### YOUR GOAL
Copy the items word for word, starting at the very beginning and ending at the line that contains "131L177 131L177 130L160", with that line included.

* * * * * * *

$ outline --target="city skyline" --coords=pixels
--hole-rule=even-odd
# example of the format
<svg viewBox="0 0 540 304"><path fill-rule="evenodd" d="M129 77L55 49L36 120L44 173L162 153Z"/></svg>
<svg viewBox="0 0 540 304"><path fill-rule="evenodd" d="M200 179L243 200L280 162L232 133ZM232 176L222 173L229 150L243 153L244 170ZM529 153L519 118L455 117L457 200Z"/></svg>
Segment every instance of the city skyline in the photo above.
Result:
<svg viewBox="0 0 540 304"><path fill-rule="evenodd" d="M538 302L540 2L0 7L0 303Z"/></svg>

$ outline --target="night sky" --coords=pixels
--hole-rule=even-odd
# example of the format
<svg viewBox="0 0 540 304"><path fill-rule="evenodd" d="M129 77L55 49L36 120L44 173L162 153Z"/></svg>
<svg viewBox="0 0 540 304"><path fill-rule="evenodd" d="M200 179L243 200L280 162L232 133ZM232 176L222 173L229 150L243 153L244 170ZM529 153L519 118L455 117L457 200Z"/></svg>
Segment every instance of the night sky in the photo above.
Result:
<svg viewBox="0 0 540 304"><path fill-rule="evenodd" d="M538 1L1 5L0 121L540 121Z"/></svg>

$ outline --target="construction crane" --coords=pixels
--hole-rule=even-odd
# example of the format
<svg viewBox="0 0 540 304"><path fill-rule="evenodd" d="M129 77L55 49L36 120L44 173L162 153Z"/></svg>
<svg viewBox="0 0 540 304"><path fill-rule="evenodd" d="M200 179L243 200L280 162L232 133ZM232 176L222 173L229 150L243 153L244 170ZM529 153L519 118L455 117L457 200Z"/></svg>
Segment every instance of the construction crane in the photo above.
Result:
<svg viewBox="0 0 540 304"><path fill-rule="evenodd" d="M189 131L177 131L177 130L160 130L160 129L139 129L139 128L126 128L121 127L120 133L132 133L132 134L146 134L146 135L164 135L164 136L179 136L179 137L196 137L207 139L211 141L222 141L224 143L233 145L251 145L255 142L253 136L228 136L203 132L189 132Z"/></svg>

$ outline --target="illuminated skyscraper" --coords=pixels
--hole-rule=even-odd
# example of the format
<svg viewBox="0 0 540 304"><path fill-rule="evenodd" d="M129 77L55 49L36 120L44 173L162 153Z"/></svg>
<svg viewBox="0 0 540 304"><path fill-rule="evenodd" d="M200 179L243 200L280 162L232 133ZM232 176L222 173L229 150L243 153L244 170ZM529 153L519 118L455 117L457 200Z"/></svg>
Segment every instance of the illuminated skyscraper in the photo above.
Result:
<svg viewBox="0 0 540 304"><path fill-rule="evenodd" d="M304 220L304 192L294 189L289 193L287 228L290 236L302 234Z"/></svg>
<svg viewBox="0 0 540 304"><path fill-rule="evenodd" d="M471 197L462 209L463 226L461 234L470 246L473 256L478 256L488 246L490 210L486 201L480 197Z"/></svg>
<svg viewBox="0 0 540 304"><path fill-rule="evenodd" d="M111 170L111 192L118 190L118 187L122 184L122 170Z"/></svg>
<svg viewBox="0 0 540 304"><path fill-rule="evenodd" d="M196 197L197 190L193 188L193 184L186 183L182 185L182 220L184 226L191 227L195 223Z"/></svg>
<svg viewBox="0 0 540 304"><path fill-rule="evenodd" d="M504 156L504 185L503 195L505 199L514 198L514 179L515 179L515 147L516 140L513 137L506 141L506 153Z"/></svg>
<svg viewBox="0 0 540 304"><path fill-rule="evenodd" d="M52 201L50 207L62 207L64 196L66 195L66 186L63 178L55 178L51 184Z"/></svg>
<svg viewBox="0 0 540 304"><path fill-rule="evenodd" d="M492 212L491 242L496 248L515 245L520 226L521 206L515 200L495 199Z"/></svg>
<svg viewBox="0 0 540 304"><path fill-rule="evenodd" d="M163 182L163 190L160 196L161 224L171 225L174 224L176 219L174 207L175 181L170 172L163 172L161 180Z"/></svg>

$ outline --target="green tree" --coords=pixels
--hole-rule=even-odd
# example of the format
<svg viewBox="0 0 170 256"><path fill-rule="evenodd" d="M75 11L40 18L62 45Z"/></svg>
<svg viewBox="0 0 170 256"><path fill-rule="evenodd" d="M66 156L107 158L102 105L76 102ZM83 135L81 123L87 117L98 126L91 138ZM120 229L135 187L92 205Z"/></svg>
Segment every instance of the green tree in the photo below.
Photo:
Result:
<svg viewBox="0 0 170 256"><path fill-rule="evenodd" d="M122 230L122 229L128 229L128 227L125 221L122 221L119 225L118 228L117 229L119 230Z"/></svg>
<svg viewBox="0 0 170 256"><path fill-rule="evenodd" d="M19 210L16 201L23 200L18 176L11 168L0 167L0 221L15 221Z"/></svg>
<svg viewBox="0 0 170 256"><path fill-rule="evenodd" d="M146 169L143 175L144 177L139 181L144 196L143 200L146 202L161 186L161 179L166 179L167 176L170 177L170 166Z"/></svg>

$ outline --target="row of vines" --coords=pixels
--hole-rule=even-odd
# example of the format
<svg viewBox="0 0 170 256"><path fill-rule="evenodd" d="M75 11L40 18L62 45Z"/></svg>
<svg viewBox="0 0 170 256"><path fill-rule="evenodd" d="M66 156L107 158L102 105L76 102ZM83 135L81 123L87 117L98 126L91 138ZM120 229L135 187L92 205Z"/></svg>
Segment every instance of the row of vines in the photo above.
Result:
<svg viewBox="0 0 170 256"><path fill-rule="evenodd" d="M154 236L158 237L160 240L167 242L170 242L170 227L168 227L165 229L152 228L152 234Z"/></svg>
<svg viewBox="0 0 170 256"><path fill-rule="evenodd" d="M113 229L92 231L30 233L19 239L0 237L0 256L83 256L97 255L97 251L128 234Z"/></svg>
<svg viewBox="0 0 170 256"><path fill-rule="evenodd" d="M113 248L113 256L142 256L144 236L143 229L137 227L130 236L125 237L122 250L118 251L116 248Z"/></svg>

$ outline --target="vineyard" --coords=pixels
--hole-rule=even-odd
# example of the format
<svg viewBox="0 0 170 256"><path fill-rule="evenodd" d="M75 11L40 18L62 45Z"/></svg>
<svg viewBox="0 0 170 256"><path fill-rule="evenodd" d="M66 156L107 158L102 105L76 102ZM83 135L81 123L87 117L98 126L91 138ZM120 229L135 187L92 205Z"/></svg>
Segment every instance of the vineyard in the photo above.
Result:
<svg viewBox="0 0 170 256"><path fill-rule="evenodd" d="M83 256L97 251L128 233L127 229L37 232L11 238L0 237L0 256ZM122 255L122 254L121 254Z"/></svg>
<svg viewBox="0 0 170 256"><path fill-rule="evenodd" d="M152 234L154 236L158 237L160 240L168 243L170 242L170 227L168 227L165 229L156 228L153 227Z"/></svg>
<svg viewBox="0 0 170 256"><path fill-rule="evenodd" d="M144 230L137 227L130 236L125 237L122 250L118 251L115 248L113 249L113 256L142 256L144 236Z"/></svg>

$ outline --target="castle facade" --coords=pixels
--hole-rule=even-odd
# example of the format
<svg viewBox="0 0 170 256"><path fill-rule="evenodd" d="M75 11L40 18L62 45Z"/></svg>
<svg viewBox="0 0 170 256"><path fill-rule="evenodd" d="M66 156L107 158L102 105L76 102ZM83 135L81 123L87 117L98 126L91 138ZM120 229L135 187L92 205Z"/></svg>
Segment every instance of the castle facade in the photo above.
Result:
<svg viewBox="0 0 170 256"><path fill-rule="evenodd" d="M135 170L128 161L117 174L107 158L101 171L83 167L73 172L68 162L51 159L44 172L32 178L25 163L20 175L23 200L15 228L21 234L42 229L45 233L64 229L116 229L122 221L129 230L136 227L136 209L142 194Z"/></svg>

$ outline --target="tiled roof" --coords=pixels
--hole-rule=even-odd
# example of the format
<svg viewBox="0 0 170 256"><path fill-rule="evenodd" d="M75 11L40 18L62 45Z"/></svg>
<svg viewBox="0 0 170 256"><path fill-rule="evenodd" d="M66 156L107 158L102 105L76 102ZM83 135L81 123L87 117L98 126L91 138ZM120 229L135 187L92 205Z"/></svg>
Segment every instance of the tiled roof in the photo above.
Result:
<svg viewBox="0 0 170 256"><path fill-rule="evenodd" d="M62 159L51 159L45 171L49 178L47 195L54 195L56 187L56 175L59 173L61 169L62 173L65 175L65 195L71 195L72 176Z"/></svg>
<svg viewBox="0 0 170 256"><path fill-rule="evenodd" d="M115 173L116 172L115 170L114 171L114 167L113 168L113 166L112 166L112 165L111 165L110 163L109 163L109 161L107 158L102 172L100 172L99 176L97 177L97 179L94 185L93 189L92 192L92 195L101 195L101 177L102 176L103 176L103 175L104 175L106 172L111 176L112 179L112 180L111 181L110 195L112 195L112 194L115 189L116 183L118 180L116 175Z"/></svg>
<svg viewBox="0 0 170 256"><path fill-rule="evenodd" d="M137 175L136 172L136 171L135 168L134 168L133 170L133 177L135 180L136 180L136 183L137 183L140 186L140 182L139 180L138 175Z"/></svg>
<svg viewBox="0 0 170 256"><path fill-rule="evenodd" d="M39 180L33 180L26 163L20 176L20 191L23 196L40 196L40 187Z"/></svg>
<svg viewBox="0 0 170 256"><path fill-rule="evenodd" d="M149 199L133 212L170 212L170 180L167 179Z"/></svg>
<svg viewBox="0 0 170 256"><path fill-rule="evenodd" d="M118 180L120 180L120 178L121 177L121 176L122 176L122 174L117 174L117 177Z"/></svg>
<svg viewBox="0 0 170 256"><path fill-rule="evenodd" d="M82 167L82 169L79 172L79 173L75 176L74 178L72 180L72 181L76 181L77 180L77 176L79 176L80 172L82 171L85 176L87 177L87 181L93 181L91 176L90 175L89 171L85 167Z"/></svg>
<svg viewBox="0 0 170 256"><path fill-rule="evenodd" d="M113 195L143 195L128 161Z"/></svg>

* * * * * * *

### COMPLETE RESPONSE
$ outline --target="city skyline" --coords=pixels
--hole-rule=even-odd
# example of the format
<svg viewBox="0 0 540 304"><path fill-rule="evenodd" d="M129 77L55 49L36 120L44 173L162 153Z"/></svg>
<svg viewBox="0 0 540 304"><path fill-rule="evenodd" d="M200 179L243 200L280 162L232 133ZM232 176L222 173L229 150L243 153L244 170ZM529 153L519 118L455 117L457 200Z"/></svg>
Segment every instance of the city skyline in the photo above.
Result:
<svg viewBox="0 0 540 304"><path fill-rule="evenodd" d="M538 302L540 2L0 7L0 303Z"/></svg>

$ outline --target="night sky" --coords=pixels
--hole-rule=even-odd
# example of the format
<svg viewBox="0 0 540 304"><path fill-rule="evenodd" d="M129 77L55 49L36 120L44 173L162 153Z"/></svg>
<svg viewBox="0 0 540 304"><path fill-rule="evenodd" d="M200 179L243 200L280 162L232 133ZM232 176L222 173L229 150L243 153L244 170ZM529 153L519 118L455 117L457 200Z"/></svg>
Segment every instance of the night sky in the photo above.
Result:
<svg viewBox="0 0 540 304"><path fill-rule="evenodd" d="M538 1L1 5L0 121L540 121Z"/></svg>

$ outline --target="construction crane" --coords=pixels
--hole-rule=even-odd
# example of the format
<svg viewBox="0 0 540 304"><path fill-rule="evenodd" d="M129 77L55 49L36 120L44 173L162 153Z"/></svg>
<svg viewBox="0 0 540 304"><path fill-rule="evenodd" d="M200 179L243 200L280 162L232 133ZM232 176L222 173L229 150L243 153L244 170ZM529 153L519 118L455 117L457 200Z"/></svg>
Segment every instance of the construction crane in the photo above.
Result:
<svg viewBox="0 0 540 304"><path fill-rule="evenodd" d="M189 131L177 131L177 130L160 130L160 129L139 129L139 128L126 128L121 127L120 133L132 133L132 134L146 134L146 135L164 135L164 136L179 136L179 137L196 137L207 139L211 141L222 141L224 143L233 145L251 145L255 142L253 136L228 136L203 132L189 132Z"/></svg>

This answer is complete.